* The tasks *
**A.** From the text on roasting Indonesian coffee, list each use category under "Roast Level for Indonesian Coffee" along with the Agtron range given for it.
**B.** Extend the text on roasting Indonesian coffee, picking up after its final sentence about charge temperature and drying time.

____ Quoted passage

The very high moisture content is the defining challenge: Indonesian lots must spend more time in the drying phase to drive off free water before browning and development can occur properly.

Roast Level for Indonesian Coffee

Indonesian coffee's earthy, herbal, and full-bodied character is best expressed at medium to dark roast levels:

  • Specialty filter: City+ to Full City (Agtron 46–58) — chocolate, cedar, and full body; earthy notes integrated with sweetness
  • Dark filter and commercial: Full City to Full City+ (Agtron 38–48) — the traditional American commercial diner range for Sumatran coffee; intense body, chocolate, low acidity
  • Espresso blend: Full City to Vienna (Agtron 34–48) — Sumatran natural provides body and sweetness; used as a low-acid, heavy-body base

Indonesian coffee does not reward very light roasting. Roasted at City or lighter, wet-hulled Indonesian often presents harsh, unresolved earthy and musty notes that are unpleasant rather than complex. Medium development is needed to integrate the earthy and herbal precursors with sweetness and chocolate.

Drying Phase Adjustments

The high moisture content of Indonesian wet-hulled coffee requires the most dramatic drying phase adjustment of any major origin:

  • Extended drying phase: Additional 1–3 minutes compared to equivalent-density washed coffee to drive off free moisture before browning begins
  • Moderate charge temperature: Despite high moisture, Indonesian beans are low density — charge temperature should be moderate (not raised as for high-density origins like Kenya); the goal is sustained low-to-moderate heat delivery over an extended drying phase
  • Watch for early colour change: The high moisture and bean structure of wet-hulled coffee can produce unusual early yellowing; do not mistake early colour change for advancement through the browning phase

A practical approach: set charge temperature similar to a natural-processed lot of equivalent screen size, but extend the expected drying phase by 1–2 minutes.

________
____ Extracted data

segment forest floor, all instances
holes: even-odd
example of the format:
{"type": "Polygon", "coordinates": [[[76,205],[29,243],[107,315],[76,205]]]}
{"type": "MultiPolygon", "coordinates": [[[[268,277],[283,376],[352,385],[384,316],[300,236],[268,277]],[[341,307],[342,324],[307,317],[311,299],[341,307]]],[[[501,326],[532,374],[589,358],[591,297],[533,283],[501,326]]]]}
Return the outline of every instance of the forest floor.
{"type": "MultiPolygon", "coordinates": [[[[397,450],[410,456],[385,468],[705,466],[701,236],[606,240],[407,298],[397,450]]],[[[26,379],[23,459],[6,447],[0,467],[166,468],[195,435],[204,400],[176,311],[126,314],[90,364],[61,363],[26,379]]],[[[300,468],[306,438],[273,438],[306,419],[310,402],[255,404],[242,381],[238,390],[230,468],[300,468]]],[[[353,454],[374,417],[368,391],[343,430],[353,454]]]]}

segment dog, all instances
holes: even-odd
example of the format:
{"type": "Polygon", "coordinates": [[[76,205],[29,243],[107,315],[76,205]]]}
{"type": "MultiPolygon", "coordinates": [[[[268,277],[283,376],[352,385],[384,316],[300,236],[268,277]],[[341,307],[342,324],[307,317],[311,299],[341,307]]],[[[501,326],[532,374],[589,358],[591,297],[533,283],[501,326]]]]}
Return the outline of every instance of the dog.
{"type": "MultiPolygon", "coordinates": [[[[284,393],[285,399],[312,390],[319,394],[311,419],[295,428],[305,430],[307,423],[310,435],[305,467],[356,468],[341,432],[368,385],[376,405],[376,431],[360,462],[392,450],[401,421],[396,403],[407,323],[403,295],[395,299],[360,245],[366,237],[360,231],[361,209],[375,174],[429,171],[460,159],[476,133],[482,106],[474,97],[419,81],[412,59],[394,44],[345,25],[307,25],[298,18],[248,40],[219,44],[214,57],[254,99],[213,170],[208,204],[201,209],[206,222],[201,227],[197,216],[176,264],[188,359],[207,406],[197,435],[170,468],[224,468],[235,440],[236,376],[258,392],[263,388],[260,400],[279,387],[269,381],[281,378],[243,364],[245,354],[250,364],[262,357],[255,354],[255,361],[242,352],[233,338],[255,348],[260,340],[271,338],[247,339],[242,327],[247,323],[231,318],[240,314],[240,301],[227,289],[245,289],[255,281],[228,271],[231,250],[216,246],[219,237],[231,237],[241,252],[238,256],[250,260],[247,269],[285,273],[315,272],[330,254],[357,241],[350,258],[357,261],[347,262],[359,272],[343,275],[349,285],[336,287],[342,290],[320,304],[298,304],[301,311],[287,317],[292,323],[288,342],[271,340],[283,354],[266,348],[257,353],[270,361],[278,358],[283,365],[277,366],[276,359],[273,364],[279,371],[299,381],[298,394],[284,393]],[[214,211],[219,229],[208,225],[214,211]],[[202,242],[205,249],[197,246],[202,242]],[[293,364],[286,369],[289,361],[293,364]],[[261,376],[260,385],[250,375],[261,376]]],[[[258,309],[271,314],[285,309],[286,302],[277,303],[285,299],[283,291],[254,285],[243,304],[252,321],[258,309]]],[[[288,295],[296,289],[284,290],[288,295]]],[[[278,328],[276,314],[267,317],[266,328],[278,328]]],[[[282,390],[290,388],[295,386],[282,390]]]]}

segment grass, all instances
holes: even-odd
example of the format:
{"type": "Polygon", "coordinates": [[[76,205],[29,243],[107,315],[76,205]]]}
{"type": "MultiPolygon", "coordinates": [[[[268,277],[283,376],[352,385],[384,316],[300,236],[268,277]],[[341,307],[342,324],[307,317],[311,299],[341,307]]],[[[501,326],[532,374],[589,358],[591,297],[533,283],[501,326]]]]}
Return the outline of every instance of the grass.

________

* Written answers *
**A.**
Specialty filter: Agtron 46–58
Dark filter and commercial: Agtron 38–48
Espresso blend: Agtron 34–48

**B.**
Browning Phase

Indonesian wet-hulled coffee advances through the browning phase differently from washed origins: - Colour change can be mottled and uneven — green to yellow to brown is not as uniform as in washed or natural processed lots - Visual colour reading is less reliable than for other origins; bean probe temperature and RoR are more useful guides - The earthy and herbal compounds characteristic of Indonesian coffee develop through the browning phase; an appropriately paced browning phase integrates these compounds with Maillard-produced sweetness

Development Phase

  • DTR target: 20–26% for Indonesian filter and espresso applications
  • Wet-hulled Indonesian requires adequate development to integrate its heavy, complex flavour compounds with sweetness; under-development (DTR below 18%) produces harsh, musty, and unresolved earthy notes
  • A well-developed Indonesian lot at City+ to Full City presents cedar, dark chocolate, tobacco, and earthy complexity with underlying sweetness and low acidity

Washed Indonesian Coffee

Not all Indonesian coffee is wet-hulled. Washed lots from Flores (Bajawa), West Java (Preanger), and some specialty Sumatran producers use conventional washed processing. These coffees:

  • Have physical characteristics more similar to washed East African lots (lower moisture, higher density)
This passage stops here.